• [What to work on] Reproduce the section of the passage on petroleum and coal in the Junggar Basin from "Besides, Tian Shan" up to and including "algae and humus.".

Besides, Tian Shan Foredeep in the southern Junggar Basin (including Urumqi) is also available for the petroleum resources. The petroleum there were formed due to rapid subsidence, regional ductile with mobile intrusion, and cross-cutting on anticlines by orogenic activity (probably in Neogene) from the Tian Shan. Part of the oil-bearing sedimentary rocks was deposited in the salty oxygen-deficient lake environment during Permian. The crude oil in this sedimentary rocks formed by remains of algae and humus.

=== Coal ===
Bituminous coal was found in Tian Shan Foredeep. It was deposited in the lake or swamp environment in the Early to Middle Jurassic periods. For example, Badaowan, Sangonghe, and Xishanyao Formation. About 18 gigatonnes of coal can be recovered in Tian Shan Foredeep. Apart from Tian Shan Foredeep, the coal can be found in the base of alluvial fan and nearby the margin of lakes in the eastern and western margin of Junggar Basin.

(Point-localization data)

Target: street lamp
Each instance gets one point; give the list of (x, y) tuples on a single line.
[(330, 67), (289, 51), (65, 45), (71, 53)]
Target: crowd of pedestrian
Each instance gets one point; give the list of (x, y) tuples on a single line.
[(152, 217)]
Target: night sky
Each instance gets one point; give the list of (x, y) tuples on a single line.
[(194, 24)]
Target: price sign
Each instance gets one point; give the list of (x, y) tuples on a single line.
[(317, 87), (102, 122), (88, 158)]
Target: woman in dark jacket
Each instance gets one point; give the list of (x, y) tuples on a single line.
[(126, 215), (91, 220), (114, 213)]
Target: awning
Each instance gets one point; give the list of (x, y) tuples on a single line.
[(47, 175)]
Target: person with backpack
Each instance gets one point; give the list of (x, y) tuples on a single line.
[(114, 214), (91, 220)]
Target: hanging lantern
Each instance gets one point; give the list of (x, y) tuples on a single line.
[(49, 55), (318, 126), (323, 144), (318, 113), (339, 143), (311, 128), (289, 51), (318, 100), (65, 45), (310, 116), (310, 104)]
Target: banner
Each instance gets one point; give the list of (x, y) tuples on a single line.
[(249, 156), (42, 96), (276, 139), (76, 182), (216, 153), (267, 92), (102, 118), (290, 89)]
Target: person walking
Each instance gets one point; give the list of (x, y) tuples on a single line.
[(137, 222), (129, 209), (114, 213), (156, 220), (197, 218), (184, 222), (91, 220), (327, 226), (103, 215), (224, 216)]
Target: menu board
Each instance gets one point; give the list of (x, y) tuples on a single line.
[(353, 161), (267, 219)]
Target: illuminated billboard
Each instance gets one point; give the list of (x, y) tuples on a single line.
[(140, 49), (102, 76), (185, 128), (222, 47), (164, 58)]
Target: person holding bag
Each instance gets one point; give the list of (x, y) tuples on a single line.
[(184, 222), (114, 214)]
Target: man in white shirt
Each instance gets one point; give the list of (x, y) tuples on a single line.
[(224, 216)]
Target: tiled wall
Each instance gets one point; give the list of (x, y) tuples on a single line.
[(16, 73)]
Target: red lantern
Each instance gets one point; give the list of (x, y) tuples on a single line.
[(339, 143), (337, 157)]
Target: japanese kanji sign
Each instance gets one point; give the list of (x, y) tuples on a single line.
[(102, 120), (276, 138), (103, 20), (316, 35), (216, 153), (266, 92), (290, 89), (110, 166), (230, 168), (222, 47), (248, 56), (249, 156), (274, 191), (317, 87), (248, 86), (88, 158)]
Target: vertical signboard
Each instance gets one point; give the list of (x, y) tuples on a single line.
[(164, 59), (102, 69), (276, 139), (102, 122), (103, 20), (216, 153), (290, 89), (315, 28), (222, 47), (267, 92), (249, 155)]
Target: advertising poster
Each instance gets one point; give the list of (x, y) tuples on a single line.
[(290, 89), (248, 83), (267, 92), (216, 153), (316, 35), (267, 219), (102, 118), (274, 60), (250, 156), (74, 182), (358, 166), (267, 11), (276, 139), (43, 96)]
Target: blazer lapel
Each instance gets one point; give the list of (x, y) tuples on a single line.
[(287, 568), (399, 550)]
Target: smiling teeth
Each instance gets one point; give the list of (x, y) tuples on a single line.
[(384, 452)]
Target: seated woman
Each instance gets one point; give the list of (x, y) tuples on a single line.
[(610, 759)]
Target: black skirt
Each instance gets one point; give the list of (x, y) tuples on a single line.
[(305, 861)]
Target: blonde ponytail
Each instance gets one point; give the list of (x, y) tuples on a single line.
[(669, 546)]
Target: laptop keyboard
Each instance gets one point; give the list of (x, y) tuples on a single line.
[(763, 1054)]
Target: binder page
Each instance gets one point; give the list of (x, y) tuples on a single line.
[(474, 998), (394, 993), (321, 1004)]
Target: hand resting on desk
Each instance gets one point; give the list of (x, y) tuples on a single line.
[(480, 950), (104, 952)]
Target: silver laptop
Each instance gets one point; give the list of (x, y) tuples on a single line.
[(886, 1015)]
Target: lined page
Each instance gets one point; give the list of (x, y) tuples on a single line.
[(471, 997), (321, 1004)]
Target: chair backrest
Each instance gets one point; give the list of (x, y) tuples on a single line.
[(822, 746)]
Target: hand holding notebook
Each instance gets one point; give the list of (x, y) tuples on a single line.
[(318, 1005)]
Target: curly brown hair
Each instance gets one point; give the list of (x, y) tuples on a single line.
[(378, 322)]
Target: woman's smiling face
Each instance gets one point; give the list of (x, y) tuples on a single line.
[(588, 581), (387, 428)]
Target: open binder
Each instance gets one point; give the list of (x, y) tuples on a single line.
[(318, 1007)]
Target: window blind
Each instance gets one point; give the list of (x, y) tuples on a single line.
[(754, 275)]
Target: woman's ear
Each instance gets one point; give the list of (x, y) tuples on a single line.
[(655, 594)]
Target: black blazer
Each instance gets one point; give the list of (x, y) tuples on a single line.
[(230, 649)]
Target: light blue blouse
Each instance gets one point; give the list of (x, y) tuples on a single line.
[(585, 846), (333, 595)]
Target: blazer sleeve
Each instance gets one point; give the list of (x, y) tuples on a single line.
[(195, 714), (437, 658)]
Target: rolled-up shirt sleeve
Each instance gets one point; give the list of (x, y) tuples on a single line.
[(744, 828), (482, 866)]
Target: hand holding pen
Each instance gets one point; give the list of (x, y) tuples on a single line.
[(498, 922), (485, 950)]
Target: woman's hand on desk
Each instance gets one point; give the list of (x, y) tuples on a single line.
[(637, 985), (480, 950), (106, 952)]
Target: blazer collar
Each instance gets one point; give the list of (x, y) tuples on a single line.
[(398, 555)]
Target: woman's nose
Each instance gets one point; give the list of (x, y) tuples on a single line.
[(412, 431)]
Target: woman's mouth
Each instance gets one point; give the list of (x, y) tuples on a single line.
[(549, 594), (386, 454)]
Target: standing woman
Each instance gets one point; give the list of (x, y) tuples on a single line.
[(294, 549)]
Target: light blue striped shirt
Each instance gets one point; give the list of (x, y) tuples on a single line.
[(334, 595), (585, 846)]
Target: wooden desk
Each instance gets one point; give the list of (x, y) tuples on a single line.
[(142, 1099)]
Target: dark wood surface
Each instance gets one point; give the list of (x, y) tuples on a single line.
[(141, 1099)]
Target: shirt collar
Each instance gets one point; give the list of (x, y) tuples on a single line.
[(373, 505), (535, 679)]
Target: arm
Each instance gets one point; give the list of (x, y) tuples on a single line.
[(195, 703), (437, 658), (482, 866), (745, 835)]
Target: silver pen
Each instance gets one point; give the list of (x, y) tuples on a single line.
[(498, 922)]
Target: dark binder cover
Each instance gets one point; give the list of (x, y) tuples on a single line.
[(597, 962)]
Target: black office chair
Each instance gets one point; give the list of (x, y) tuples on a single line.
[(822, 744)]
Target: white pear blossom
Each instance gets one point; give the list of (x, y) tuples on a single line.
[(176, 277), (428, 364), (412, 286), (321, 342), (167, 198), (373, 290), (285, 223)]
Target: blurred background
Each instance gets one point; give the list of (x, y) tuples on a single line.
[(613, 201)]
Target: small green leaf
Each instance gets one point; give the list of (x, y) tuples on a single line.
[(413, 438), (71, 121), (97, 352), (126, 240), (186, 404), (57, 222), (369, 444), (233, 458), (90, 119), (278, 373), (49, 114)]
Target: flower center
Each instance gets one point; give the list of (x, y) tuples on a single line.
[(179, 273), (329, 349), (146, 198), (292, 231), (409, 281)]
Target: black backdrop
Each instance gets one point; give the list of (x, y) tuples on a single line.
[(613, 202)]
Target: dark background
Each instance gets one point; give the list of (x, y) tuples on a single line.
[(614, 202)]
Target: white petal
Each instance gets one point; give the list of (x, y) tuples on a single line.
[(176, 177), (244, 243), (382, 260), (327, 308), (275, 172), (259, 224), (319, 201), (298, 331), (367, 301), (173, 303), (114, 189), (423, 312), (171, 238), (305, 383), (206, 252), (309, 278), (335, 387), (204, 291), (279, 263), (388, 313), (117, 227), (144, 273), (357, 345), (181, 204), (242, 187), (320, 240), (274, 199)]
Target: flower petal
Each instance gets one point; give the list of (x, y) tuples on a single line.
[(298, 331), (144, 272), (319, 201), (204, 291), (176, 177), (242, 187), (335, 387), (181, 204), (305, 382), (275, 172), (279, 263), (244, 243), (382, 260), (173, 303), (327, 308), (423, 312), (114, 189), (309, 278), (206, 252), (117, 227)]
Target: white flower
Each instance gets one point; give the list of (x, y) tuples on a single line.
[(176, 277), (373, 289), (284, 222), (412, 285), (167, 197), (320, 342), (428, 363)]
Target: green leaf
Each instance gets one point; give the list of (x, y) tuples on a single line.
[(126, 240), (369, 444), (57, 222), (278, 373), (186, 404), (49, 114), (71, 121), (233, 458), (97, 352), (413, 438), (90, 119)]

• [Solved exercise]
Besides, Tian Shan Foredeep in the southern Junggar Basin (including Urumqi) is also available for the petroleum resources. The petroleum there were formed due to rapid subsidence, regional ductile with mobile intrusion, and cross-cutting on anticlines by orogenic activity (probably in Neogene) from the Tian Shan. Part of the oil-bearing sedimentary rocks was deposited in the salty oxygen-deficient lake environment during Permian. The crude oil in this sedimentary rocks formed by remains of algae and humus.